═════ DATA EXTRACT

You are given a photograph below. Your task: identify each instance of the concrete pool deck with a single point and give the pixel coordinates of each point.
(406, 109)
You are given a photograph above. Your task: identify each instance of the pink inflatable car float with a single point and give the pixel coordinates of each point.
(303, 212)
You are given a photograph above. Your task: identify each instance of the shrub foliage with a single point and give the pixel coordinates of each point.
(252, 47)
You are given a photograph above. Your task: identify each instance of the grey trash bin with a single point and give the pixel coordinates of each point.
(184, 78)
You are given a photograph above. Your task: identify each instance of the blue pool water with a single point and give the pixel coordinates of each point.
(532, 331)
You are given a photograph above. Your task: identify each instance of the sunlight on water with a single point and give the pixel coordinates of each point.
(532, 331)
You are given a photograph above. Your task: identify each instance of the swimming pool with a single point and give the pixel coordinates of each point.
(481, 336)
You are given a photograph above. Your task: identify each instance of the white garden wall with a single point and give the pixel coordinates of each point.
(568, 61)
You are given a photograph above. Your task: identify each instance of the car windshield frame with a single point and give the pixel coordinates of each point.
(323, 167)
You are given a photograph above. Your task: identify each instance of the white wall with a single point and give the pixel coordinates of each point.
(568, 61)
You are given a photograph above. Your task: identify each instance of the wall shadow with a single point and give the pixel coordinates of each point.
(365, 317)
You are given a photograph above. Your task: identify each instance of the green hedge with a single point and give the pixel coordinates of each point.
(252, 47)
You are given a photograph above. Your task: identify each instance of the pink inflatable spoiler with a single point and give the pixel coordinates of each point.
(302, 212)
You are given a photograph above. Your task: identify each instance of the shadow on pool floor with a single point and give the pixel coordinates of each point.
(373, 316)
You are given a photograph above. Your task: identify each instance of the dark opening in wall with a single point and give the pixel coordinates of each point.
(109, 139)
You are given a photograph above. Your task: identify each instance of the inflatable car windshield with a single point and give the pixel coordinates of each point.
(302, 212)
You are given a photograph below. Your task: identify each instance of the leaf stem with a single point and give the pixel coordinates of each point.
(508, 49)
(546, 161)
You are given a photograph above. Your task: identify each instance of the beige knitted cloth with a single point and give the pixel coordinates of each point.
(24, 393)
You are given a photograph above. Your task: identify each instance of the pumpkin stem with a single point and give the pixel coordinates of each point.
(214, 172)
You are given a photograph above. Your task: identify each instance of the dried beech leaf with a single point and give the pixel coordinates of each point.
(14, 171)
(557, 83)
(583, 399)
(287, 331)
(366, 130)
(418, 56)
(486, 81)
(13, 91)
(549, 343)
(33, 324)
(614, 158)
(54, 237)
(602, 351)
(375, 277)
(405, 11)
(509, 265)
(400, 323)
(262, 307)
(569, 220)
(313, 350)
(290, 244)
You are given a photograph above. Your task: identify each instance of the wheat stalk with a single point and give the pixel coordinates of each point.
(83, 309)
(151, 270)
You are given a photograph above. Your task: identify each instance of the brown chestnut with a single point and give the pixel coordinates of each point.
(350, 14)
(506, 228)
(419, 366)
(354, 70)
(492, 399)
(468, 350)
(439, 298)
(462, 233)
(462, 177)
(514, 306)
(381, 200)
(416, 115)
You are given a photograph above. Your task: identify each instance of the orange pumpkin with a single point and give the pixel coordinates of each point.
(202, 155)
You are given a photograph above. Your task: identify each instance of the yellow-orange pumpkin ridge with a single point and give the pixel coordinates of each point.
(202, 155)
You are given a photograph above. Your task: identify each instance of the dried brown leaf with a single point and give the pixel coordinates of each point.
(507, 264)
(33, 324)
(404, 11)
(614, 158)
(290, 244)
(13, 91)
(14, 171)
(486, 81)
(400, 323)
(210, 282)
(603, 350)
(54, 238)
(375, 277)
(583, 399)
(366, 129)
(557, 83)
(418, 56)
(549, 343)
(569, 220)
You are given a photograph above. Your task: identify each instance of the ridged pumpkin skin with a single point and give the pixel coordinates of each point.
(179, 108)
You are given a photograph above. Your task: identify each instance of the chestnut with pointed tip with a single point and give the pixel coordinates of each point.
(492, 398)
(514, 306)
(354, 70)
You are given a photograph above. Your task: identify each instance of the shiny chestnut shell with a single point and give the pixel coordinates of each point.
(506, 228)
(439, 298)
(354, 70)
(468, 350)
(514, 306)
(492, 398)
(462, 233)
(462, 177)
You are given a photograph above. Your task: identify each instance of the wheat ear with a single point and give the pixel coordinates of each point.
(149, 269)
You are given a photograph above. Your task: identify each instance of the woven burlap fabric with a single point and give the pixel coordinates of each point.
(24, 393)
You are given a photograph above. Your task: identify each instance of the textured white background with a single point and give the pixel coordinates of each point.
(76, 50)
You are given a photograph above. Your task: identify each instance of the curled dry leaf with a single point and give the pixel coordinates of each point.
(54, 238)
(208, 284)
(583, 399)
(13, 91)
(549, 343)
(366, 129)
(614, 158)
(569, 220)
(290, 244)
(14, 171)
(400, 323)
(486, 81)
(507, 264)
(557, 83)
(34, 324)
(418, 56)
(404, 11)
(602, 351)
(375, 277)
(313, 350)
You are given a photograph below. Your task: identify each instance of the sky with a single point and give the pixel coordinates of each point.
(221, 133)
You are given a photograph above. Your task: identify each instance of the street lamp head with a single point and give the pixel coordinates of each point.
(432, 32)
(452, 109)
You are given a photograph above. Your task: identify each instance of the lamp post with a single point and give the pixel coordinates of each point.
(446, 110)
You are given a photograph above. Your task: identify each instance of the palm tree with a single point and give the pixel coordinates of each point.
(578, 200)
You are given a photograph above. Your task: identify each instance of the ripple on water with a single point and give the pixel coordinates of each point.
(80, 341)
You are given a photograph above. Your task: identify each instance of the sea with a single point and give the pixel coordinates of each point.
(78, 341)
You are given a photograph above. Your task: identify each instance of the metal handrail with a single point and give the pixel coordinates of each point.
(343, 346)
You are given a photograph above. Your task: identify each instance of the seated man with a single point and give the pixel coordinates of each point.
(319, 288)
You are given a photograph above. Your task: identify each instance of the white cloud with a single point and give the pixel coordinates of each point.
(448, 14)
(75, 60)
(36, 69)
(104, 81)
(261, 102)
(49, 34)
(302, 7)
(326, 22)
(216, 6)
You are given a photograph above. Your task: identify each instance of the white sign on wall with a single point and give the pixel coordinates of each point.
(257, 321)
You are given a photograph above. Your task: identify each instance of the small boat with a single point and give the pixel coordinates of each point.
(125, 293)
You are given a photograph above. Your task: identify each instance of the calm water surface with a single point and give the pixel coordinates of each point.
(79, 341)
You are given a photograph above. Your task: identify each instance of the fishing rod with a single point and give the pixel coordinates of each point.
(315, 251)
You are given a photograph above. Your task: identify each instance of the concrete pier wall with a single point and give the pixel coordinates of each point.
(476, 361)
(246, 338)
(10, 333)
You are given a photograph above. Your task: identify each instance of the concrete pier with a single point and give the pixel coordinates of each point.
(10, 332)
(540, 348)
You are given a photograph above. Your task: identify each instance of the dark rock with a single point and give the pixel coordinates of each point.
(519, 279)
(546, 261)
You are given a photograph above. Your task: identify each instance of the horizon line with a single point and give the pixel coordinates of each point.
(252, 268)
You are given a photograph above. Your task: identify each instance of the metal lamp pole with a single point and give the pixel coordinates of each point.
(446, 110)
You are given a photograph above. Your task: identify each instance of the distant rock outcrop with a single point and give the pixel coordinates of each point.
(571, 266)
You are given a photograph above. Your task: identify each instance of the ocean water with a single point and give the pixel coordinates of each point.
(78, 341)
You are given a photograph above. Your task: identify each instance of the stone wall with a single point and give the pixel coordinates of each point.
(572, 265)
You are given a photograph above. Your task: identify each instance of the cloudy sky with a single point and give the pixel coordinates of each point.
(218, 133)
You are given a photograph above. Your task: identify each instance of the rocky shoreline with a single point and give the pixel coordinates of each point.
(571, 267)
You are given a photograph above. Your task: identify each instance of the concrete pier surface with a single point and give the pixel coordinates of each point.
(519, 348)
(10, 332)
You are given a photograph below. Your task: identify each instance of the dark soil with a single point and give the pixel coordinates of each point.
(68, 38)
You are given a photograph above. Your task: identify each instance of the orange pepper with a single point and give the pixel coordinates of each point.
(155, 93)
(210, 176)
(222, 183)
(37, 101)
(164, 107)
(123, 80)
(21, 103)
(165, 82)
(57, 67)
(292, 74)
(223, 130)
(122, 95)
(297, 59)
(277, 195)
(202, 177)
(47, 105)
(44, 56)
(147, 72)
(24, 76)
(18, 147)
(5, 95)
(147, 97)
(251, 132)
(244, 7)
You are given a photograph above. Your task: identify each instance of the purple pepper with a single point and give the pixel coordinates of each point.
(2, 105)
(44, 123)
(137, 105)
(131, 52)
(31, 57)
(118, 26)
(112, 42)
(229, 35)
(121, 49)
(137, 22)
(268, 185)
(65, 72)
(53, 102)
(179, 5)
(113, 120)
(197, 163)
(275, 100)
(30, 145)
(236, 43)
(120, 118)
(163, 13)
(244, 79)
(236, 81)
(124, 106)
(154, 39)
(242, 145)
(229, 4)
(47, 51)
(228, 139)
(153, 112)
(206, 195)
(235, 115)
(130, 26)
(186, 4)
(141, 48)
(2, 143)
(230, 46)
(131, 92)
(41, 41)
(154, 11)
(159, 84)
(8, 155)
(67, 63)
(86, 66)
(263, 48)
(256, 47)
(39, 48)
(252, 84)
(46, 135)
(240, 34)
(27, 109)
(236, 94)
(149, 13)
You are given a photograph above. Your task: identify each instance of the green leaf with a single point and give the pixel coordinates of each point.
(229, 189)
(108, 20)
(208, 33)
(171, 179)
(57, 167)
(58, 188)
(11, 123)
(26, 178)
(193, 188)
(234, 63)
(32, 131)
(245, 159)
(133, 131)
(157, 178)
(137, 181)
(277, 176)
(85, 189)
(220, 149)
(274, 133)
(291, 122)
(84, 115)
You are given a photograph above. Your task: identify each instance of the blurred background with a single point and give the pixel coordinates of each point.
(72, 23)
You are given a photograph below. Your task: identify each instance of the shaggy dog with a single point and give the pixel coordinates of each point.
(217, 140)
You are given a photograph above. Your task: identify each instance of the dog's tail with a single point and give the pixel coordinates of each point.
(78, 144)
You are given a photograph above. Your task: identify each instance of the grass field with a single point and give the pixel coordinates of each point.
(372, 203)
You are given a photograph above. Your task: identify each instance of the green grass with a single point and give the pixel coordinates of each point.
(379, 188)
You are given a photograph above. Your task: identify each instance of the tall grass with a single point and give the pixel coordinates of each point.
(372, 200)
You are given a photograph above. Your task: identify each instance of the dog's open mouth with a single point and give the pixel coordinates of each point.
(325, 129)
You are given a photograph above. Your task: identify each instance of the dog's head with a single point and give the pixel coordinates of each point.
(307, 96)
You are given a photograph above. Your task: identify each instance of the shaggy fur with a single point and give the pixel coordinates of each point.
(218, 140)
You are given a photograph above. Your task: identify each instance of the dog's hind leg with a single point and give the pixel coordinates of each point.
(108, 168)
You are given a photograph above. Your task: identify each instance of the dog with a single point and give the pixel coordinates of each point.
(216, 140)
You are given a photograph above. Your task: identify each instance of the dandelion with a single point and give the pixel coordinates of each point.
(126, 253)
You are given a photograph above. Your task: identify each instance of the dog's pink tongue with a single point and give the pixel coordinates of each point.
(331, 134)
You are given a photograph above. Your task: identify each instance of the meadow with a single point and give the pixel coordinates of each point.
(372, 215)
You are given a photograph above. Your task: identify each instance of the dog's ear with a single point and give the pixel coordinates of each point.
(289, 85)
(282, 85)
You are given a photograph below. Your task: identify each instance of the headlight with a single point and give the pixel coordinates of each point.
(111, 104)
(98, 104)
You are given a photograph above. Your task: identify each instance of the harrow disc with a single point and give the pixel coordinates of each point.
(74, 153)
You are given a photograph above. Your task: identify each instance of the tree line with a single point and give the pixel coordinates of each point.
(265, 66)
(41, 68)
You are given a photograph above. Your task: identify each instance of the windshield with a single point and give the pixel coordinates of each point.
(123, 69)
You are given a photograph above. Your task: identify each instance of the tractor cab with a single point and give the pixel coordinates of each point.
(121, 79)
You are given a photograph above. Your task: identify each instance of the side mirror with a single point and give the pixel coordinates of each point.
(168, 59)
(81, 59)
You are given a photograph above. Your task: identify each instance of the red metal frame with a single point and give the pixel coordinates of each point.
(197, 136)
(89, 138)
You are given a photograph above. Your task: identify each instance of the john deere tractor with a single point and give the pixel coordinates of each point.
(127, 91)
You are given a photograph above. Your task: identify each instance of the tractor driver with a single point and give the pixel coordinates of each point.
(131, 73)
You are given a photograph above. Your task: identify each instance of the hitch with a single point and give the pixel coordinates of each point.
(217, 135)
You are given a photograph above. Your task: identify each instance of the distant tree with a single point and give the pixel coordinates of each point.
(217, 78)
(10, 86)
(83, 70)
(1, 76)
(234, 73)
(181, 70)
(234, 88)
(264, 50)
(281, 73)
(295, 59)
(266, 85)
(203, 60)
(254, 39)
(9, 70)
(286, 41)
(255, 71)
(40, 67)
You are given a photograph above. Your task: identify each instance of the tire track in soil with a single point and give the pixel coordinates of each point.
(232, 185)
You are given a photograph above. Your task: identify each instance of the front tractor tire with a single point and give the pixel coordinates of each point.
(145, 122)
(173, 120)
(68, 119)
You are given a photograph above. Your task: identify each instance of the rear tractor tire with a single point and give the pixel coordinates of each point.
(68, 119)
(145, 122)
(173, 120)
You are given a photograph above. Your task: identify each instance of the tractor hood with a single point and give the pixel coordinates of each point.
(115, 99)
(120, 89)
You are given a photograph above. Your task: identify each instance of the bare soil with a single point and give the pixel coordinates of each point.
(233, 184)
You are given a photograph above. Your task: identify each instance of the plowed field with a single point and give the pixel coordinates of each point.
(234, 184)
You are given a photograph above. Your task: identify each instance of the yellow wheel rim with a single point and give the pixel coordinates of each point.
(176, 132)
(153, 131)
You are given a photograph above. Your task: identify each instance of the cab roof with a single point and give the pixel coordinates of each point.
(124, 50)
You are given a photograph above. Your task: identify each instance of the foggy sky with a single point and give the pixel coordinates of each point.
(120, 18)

══════════

Restate exactly, and only, the line containing "of the rear" together with all lines after it to the end of the material.

You are given a photograph above. Your task: identify each instance of the rear tractor tire with a single point and give the pixel coordinates of each point.
(68, 119)
(145, 122)
(173, 120)
You are given a photograph above. Your task: identify each instance of the tractor hood with a single point and give the pixel coordinates of each point.
(115, 99)
(120, 89)
You are given a photograph above. Your task: identify each instance of the bare soil with a single point and give the pixel coordinates of each point.
(233, 184)
You are given a photograph above. Your task: identify each instance of the plowed field with a single point and give the pixel coordinates of each point.
(234, 184)
You are given a photograph above. Your task: identify each instance of the yellow wheel rim with a single point and give the pixel coordinates of each point.
(176, 132)
(153, 131)
You are given a photograph above. Your task: identify each instance of the cab roof with a single point and give the pixel coordinates of each point.
(124, 50)
You are given a photograph above. Your task: identify each instance of the foggy sky with a single point and give the pixel coordinates of each point.
(120, 18)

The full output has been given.